What this task involves
Gather from the material every line that contains the string "bare".
(Exercise data begins)
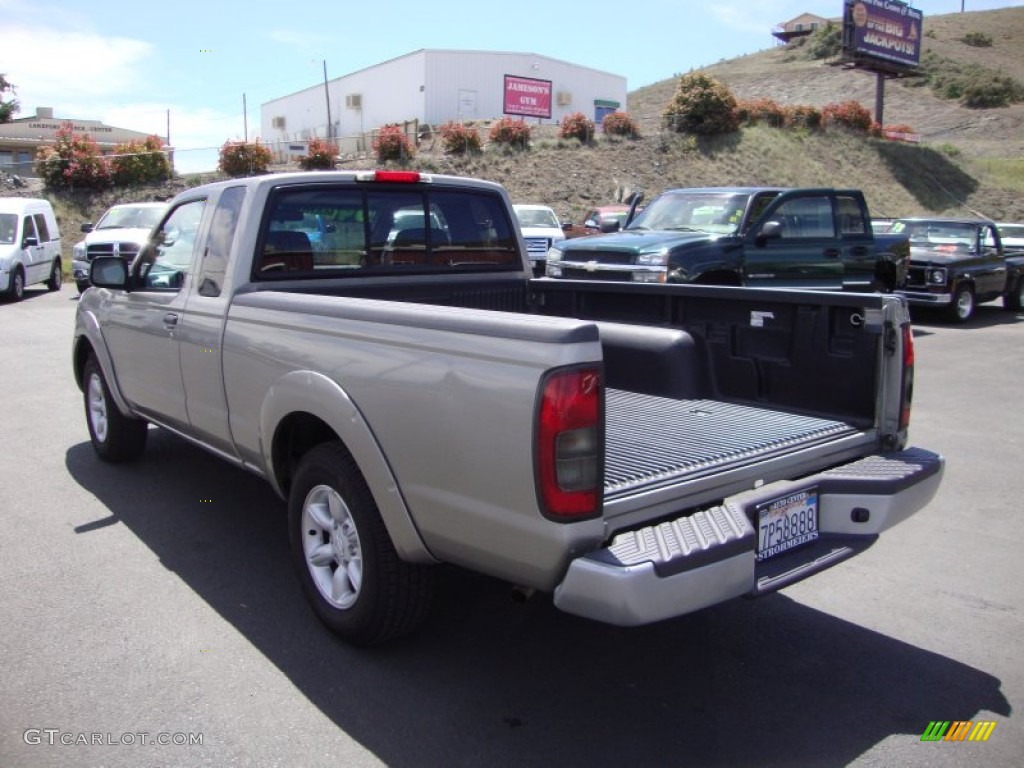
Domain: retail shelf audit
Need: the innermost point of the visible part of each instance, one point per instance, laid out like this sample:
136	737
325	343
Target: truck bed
654	441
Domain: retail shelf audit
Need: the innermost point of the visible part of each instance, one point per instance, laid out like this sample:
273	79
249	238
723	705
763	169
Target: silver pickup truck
373	345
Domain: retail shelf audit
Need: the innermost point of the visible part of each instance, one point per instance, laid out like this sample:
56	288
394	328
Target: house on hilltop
20	138
802	26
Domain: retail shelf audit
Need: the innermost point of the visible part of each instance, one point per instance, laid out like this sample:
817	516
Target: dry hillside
970	161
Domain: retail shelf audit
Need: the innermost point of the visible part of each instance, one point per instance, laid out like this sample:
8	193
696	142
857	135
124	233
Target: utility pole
327	98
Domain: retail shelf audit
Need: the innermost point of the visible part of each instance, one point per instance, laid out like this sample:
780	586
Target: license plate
786	522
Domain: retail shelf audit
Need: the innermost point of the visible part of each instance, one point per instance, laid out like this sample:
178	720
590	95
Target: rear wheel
963	305
1014	298
115	437
56	276
343	556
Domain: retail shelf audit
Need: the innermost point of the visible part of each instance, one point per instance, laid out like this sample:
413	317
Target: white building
435	86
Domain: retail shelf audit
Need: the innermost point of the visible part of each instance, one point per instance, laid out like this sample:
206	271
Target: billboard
526	96
886	31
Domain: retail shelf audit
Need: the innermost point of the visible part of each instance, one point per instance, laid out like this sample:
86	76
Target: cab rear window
327	231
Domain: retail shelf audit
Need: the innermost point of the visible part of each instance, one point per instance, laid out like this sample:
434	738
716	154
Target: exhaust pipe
521	594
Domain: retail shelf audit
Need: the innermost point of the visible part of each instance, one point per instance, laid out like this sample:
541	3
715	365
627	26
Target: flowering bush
850	115
140	163
321	156
764	111
620	124
701	105
244	159
513	133
458	138
74	160
578	126
803	117
392	143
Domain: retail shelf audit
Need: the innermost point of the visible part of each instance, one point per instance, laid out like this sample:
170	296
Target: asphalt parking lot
156	603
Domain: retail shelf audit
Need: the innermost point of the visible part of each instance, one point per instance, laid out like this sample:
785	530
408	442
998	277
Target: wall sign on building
527	96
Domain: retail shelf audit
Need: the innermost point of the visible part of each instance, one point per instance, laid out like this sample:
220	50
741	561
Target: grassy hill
970	162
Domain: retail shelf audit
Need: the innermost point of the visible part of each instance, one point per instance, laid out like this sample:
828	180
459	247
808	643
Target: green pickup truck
767	237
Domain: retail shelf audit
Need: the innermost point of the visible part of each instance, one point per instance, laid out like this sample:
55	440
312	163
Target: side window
225	218
806	218
169	257
758	206
851	218
28	228
44	231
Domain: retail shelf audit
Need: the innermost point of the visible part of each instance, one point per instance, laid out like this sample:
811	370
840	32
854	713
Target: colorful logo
958	730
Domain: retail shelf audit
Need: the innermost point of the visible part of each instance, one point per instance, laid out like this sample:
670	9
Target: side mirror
109	271
770	230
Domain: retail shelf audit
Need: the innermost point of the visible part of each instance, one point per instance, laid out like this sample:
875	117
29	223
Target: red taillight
402	177
569	444
907	394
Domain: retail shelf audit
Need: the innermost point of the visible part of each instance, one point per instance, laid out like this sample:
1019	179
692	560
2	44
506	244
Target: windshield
537	217
8	227
131	217
710	212
938	236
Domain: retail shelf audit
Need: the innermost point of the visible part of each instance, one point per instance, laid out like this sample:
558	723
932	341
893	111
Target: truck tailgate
655	446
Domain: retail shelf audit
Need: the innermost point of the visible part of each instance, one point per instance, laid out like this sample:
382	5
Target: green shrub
578	126
977	40
244	159
140	163
851	115
701	105
73	161
392	143
620	124
511	133
321	156
459	138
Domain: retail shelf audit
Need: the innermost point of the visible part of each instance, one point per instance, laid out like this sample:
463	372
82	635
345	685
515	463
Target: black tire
56	276
343	556
15	289
115	437
1014	298
963	306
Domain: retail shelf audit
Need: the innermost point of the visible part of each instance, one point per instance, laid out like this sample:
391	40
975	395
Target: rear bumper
694	561
923	298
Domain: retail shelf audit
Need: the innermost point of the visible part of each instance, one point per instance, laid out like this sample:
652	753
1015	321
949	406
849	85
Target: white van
30	246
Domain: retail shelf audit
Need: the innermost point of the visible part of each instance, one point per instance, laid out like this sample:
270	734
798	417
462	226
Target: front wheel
16	287
963	306
1014	298
343	556
56	276
115	437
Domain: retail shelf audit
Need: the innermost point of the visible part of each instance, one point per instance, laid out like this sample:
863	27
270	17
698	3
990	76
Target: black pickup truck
956	263
768	237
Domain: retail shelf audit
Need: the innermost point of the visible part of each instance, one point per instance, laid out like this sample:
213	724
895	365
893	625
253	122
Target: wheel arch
305	409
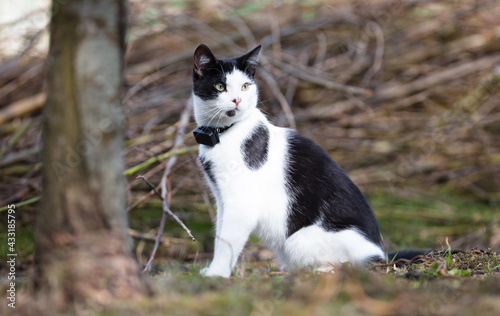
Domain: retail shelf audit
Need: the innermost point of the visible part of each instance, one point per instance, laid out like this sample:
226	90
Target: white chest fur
248	199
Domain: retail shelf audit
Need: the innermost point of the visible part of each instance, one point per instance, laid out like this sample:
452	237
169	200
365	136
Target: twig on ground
151	186
165	183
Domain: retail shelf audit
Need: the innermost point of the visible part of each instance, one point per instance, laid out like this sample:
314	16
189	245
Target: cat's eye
220	87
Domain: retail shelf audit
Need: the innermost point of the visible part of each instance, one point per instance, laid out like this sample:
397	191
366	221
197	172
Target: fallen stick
451	73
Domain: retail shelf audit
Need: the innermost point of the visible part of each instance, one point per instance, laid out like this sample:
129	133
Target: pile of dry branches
402	93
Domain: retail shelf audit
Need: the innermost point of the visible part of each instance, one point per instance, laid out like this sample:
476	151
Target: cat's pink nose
236	101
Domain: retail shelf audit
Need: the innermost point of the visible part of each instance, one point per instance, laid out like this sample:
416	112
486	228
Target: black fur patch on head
208	70
255	148
322	193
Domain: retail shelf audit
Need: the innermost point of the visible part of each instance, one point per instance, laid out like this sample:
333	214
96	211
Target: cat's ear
203	59
250	60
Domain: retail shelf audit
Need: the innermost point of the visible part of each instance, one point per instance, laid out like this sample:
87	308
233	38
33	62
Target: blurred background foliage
404	95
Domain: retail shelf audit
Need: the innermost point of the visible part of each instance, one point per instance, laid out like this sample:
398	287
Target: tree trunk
83	252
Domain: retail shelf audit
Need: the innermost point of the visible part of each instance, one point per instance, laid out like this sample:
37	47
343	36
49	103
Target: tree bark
83	251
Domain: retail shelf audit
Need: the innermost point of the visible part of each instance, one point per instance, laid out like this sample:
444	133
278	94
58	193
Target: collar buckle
209	136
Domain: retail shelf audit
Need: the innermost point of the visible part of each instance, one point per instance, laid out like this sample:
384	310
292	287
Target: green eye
220	86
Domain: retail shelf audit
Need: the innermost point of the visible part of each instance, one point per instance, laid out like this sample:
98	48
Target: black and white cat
271	180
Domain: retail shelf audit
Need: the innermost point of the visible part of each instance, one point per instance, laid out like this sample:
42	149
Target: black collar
208	135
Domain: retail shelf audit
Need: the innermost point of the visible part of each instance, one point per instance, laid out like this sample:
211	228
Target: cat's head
224	90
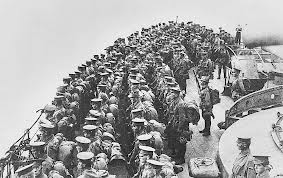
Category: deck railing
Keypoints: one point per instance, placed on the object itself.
(261, 99)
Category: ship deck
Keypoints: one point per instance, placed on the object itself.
(201, 146)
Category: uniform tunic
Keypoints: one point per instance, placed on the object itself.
(243, 166)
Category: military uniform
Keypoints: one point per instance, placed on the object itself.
(85, 163)
(262, 167)
(206, 105)
(243, 166)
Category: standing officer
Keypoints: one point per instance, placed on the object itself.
(243, 165)
(85, 163)
(38, 152)
(262, 167)
(222, 61)
(205, 105)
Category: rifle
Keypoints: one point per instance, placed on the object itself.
(197, 81)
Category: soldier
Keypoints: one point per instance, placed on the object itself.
(145, 153)
(262, 167)
(153, 169)
(143, 140)
(243, 165)
(206, 105)
(85, 163)
(60, 111)
(138, 127)
(47, 131)
(49, 111)
(178, 126)
(205, 67)
(38, 152)
(137, 113)
(37, 168)
(92, 132)
(238, 35)
(222, 61)
(82, 145)
(240, 87)
(135, 100)
(25, 171)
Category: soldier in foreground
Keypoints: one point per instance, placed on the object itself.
(243, 165)
(206, 105)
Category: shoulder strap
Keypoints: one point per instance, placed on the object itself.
(241, 84)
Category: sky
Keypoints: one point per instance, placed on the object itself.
(41, 41)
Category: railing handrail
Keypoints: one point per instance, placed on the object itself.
(266, 98)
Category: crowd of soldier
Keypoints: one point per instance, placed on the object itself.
(111, 116)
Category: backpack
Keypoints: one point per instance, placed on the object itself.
(214, 96)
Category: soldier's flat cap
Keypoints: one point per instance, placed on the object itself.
(159, 68)
(109, 70)
(96, 100)
(67, 78)
(85, 155)
(91, 119)
(107, 63)
(261, 159)
(82, 140)
(50, 107)
(137, 110)
(134, 69)
(204, 79)
(37, 144)
(146, 148)
(104, 73)
(138, 121)
(133, 59)
(176, 89)
(172, 84)
(142, 82)
(24, 170)
(108, 136)
(245, 139)
(154, 162)
(90, 127)
(144, 137)
(135, 82)
(60, 97)
(169, 79)
(78, 72)
(81, 68)
(101, 86)
(134, 95)
(133, 75)
(47, 126)
(93, 112)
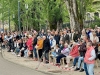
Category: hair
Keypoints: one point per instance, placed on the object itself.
(90, 43)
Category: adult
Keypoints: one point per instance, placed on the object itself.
(65, 37)
(57, 37)
(30, 46)
(46, 49)
(90, 58)
(64, 53)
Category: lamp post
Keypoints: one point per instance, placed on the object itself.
(19, 17)
(9, 18)
(26, 7)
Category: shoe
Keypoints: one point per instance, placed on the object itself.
(8, 51)
(18, 55)
(66, 66)
(76, 69)
(72, 67)
(35, 59)
(57, 64)
(81, 70)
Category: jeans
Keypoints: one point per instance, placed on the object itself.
(75, 61)
(85, 68)
(35, 52)
(59, 57)
(90, 69)
(80, 62)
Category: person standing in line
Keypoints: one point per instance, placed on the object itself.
(90, 58)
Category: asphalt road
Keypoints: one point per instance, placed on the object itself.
(9, 68)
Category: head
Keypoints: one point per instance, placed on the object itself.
(65, 32)
(94, 34)
(65, 45)
(56, 32)
(89, 44)
(38, 37)
(44, 37)
(51, 37)
(85, 38)
(29, 36)
(61, 42)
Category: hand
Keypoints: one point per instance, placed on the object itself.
(89, 59)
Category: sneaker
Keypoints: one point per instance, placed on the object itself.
(76, 69)
(66, 66)
(82, 70)
(18, 55)
(72, 67)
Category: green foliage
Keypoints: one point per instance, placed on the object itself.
(45, 13)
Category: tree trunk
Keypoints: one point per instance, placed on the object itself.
(75, 22)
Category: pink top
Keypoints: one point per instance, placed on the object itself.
(74, 52)
(30, 44)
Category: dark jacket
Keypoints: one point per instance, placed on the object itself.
(46, 45)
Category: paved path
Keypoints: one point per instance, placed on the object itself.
(48, 69)
(8, 68)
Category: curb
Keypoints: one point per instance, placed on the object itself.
(2, 54)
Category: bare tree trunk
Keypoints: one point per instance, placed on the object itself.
(73, 13)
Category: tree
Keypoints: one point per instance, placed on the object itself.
(77, 10)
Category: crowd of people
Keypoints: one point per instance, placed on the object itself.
(81, 47)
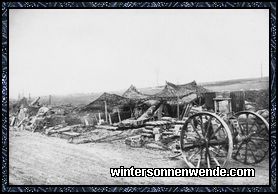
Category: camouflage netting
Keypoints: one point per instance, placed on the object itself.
(259, 97)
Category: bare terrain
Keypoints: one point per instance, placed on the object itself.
(35, 159)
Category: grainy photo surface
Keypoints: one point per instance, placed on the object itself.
(92, 90)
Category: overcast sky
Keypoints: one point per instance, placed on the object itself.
(72, 51)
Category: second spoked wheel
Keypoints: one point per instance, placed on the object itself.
(206, 141)
(252, 142)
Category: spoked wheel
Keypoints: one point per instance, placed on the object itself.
(206, 141)
(252, 141)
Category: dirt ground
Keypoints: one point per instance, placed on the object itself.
(35, 159)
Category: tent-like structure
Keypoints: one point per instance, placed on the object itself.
(180, 94)
(111, 100)
(171, 91)
(134, 94)
(194, 87)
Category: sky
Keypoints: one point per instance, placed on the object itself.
(69, 51)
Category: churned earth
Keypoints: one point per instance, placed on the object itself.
(35, 159)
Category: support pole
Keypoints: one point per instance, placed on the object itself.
(178, 108)
(110, 120)
(119, 116)
(105, 106)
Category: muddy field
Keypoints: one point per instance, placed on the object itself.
(35, 159)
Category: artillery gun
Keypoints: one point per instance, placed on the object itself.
(212, 139)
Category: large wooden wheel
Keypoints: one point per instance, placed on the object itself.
(252, 141)
(206, 141)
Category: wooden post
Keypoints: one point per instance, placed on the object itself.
(105, 106)
(110, 120)
(119, 116)
(49, 100)
(178, 108)
(99, 118)
(159, 113)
(Exercise data ends)
Written solution
Category: bare tree trunk
Category: bare terrain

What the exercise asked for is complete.